> [SOURCE MATERIAL]:
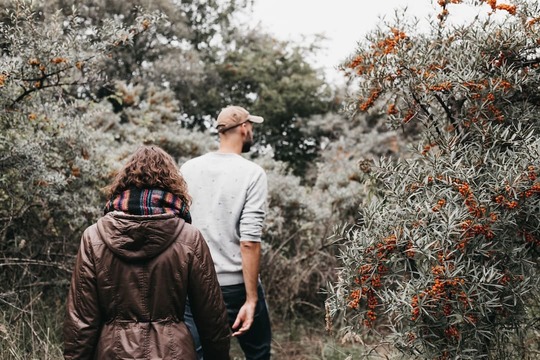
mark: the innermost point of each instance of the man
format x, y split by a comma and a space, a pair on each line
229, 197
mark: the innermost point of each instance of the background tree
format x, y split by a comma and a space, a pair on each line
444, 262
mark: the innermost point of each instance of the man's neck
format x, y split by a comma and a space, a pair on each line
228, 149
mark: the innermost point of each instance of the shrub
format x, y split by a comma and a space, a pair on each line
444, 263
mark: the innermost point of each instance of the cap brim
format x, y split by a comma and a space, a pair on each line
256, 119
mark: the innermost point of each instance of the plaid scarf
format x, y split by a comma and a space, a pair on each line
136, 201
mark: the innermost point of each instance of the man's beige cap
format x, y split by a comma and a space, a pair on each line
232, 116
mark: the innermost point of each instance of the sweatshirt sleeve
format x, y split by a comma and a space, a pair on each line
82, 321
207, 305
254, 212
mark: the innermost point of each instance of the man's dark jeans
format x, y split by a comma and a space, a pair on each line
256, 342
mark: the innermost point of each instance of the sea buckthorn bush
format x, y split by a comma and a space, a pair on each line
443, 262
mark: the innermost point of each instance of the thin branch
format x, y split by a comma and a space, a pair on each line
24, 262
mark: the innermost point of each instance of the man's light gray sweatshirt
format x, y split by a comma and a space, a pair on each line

> [TASK]: Render every line of the rows above as a JSON list of strings, one string per line, omitting blank lines and leaving out the pictures.

> [EXERCISE SOLUTION]:
[
  "mark: the innermost point of each instance of the man",
  "format x, y split by a comma and a space, a pair on each line",
  "229, 197",
  "mark: the innermost point of each instance of the background tree",
  "format x, y split by a comma and a space, a pair on each line",
  "444, 262",
  "mark: the innermost point of each instance of the man's neck",
  "format x, y split by a comma and a space, a pair on each line",
  "228, 149",
  "mark: the innermost point of each instance of the shrub",
  "format x, y split by a comma and a space, a pair on each line",
  "444, 263",
  "mark: the innermost point of each instance of the cap brim",
  "format x, y split by a comma and a space, a pair on each line",
  "256, 119",
  "mark: the innermost point of each instance of the plaid scarf",
  "format x, y split by a comma and a space, a pair on each line",
  "136, 201",
  "mark: the innermost point of each instance of the man's beige cap",
  "format x, y split by a comma and a space, a pair on each line",
  "232, 116",
  "mark: the innermost point of each instance of the sweatshirt sleeve",
  "format x, y split by a comma and a space, a pair on each line",
  "82, 321",
  "207, 305",
  "254, 212",
  "mark: the innermost point of each instance of the man's dark jeans",
  "format x, y split by a comma and a space, a pair on each line",
  "256, 342",
  "mark: the innermost point of each instance of the sea buckthorn bush",
  "format x, y split by a comma and a space, a pair on each line",
  "443, 262",
  "mark: the innermost point of each instance of the thin branch",
  "format x, y split by a comma and a space, a pair on each line",
  "24, 262",
  "mark: the innermost point of each instance of the man's light gray sweatshirt",
  "format x, y split by a comma and a space, a pair on each line"
]